Supplied data:
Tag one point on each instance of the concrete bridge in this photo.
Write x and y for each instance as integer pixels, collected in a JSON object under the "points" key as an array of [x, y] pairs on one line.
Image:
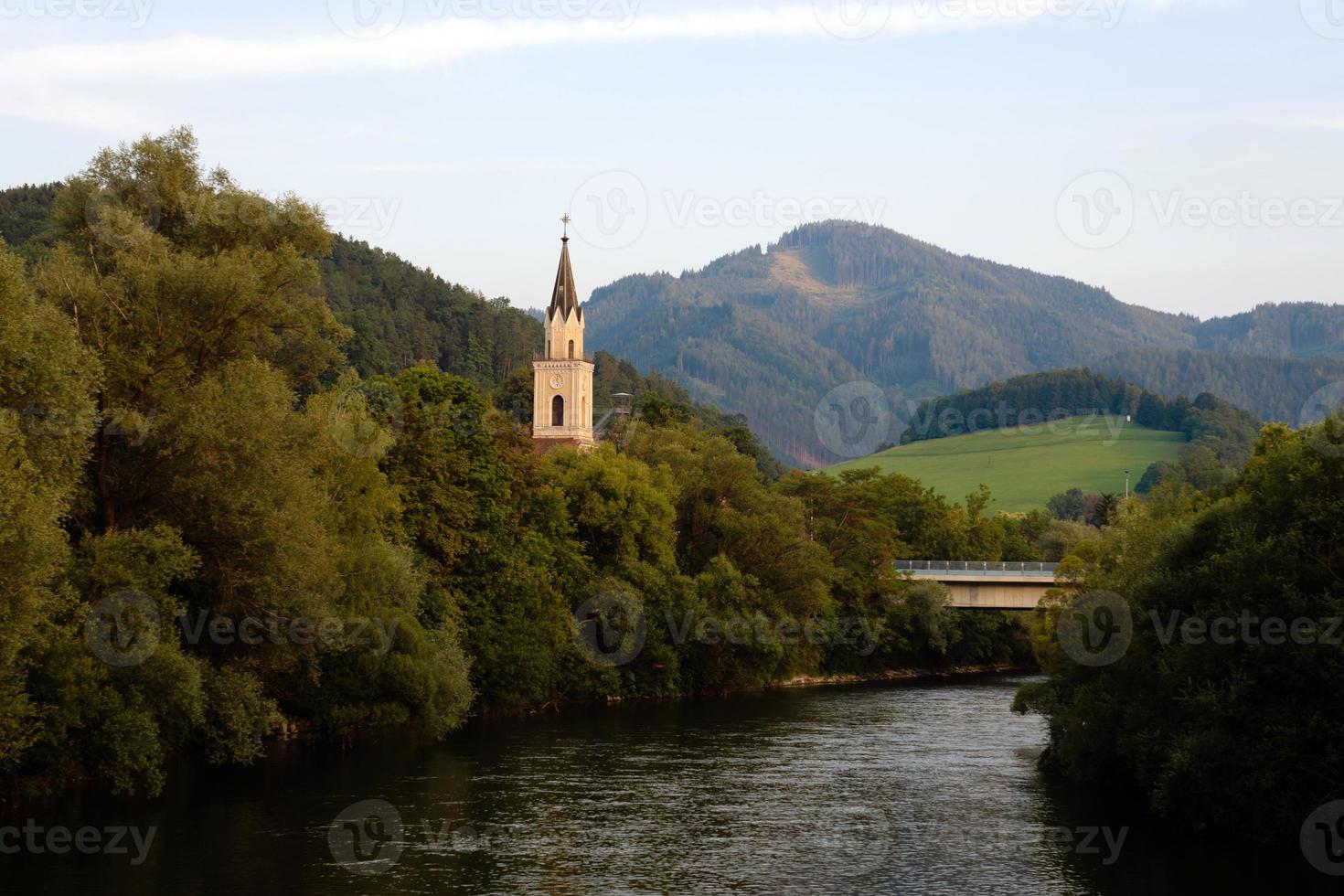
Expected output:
{"points": [[987, 586]]}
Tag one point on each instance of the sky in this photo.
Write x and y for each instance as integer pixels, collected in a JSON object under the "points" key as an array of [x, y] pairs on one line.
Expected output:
{"points": [[1186, 155]]}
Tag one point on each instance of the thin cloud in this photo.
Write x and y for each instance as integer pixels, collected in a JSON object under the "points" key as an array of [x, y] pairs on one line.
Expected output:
{"points": [[91, 85], [1301, 123]]}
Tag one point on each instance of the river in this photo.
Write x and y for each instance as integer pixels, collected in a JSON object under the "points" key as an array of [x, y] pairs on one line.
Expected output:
{"points": [[918, 787]]}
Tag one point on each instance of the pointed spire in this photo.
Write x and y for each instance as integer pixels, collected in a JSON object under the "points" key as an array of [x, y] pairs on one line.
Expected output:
{"points": [[565, 297]]}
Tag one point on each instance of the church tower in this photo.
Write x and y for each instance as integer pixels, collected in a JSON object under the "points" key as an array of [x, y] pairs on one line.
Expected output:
{"points": [[562, 377]]}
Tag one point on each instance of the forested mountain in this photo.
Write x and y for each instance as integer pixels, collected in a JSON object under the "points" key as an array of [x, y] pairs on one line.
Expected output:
{"points": [[400, 314], [771, 332]]}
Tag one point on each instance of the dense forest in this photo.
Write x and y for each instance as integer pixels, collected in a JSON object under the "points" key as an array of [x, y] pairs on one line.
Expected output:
{"points": [[769, 332], [1211, 688], [1220, 435], [218, 529]]}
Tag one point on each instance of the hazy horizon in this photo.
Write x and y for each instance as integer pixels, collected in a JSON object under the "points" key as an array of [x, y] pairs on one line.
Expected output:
{"points": [[1180, 154]]}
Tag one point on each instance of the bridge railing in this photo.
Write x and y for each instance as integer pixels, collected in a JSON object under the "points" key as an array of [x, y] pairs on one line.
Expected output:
{"points": [[976, 567]]}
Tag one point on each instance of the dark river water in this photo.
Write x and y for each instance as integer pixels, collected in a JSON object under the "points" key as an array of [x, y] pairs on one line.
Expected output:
{"points": [[926, 787]]}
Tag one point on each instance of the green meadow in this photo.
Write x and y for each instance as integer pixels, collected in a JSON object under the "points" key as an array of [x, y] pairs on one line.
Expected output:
{"points": [[1026, 465]]}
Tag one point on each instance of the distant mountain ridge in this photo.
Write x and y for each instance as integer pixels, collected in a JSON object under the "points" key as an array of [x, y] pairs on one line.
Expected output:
{"points": [[768, 334]]}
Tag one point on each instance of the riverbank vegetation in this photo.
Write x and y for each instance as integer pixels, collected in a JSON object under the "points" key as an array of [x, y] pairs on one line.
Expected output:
{"points": [[1221, 709], [223, 515]]}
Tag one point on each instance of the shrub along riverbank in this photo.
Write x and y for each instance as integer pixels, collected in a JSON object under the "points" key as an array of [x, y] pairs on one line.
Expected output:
{"points": [[214, 528]]}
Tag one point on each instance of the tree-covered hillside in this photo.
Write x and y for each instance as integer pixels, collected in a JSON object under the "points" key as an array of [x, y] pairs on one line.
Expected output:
{"points": [[771, 332], [214, 529]]}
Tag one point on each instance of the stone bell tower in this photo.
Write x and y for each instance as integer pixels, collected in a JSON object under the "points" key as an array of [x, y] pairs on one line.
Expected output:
{"points": [[562, 377]]}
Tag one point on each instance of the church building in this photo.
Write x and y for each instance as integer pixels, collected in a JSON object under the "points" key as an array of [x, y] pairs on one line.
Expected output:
{"points": [[562, 377]]}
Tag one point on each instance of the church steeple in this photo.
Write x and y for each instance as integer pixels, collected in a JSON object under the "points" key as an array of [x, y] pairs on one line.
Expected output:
{"points": [[565, 297], [562, 378]]}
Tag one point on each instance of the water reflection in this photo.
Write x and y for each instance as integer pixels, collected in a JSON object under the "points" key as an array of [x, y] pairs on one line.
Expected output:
{"points": [[917, 789]]}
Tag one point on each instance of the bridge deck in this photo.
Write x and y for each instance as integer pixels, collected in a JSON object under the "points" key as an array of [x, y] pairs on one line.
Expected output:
{"points": [[987, 586]]}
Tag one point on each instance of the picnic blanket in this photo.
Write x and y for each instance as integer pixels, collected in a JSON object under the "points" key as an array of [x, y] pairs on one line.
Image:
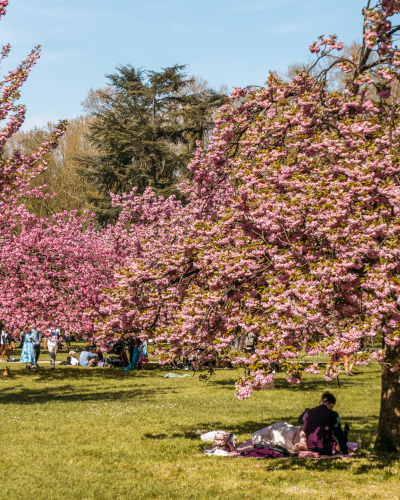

What you have to do:
How many lines of the records contain the string "tower"? Case counts, so uppercase and lowercase are not interchangeable. Reply with the number alone.

In response:
2